EXERCISE :: For this exercise, please find the lines in the entries that include the word "space" and copy them.

DATA FOR REVIEW ::
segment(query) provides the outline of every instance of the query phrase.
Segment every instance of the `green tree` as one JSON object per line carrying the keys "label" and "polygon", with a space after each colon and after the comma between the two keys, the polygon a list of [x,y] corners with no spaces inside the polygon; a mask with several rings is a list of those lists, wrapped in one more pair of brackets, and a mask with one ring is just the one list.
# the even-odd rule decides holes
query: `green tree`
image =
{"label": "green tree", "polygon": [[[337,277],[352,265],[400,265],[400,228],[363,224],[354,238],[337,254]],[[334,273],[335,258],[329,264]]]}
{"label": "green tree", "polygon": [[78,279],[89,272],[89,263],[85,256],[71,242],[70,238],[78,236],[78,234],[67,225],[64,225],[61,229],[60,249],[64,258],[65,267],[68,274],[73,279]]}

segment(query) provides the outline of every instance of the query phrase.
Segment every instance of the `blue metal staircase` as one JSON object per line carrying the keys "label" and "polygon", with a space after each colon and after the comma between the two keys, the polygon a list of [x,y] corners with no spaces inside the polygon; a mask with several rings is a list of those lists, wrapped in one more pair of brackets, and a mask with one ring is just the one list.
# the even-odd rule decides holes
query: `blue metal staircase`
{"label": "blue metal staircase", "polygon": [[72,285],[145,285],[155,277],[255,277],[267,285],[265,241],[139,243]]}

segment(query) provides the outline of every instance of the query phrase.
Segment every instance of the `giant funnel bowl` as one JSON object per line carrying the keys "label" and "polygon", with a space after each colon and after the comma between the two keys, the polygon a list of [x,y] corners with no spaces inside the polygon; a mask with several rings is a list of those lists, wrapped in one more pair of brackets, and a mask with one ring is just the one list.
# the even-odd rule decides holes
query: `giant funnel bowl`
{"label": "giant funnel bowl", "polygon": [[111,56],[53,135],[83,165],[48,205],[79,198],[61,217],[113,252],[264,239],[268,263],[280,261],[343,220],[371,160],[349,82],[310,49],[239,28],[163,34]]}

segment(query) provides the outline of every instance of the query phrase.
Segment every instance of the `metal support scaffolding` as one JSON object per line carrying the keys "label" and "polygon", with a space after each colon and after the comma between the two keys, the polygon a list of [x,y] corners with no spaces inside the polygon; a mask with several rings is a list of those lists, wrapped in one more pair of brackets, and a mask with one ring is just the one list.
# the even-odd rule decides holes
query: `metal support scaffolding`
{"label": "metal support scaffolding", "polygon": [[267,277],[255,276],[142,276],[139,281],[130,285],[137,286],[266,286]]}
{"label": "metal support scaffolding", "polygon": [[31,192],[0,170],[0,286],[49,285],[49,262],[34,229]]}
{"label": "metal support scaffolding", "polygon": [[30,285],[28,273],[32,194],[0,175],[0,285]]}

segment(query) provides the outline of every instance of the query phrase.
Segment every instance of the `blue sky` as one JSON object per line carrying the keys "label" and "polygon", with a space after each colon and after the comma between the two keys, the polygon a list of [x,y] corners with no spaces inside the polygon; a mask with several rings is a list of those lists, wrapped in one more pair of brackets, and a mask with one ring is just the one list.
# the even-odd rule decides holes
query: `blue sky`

TASK ANSWER ::
Segment every instance of the `green tree` as one JSON object per line carrying the keys "label" and "polygon", with a space after each colon and after the comma between the two keys, the polygon a list of [x,y] corners with no spaces inside the polygon; a mask with several rings is a list of those lists, wrapped in one more pair of brackets, and a mask with one ring is just the one list.
Segment every instance of the `blue metal staircase` as one JSON object per line carrying the keys "label" and "polygon", with a space after each colon and after the comma between the two keys, the polygon a list of [x,y] corners with no spaces inside the polygon; a mask with several rings is a list of those lists, wrapped in one more pair of brackets, and a mask with one ring is just the one list.
Segment every instance of the `giant funnel bowl` as one JSON object per line carrying the keys "label" and "polygon", with a space after each colon and after the comma between the two keys, the polygon a list of [x,y] corners with no spaces inside the polygon; a mask with several rings is a list of those lists, wrapped in one more pair of brackets, and a mask with one ring is just the one list.
Segment every instance of the `metal support scaffolding` as one JSON object per line carrying the keys "label" and "polygon", with a space after each colon and after the comma between the two keys, the polygon a list of [x,y] corners with no spaces inside the polygon; a mask with several rings is a list of those lists, wrapped in one more pair of brackets, and a mask with one ring is just the one list.
Segment every instance of the `blue sky` as one JSON object per line carrying the keys "label" and "polygon", with a space after each colon and after the comma between the two keys, the polygon a list of [x,y] corners with no spaces inside the polygon; a mask with several rings is a list of those lists, wrapped in one more pair of brackets, and a mask with one ring is just the one list.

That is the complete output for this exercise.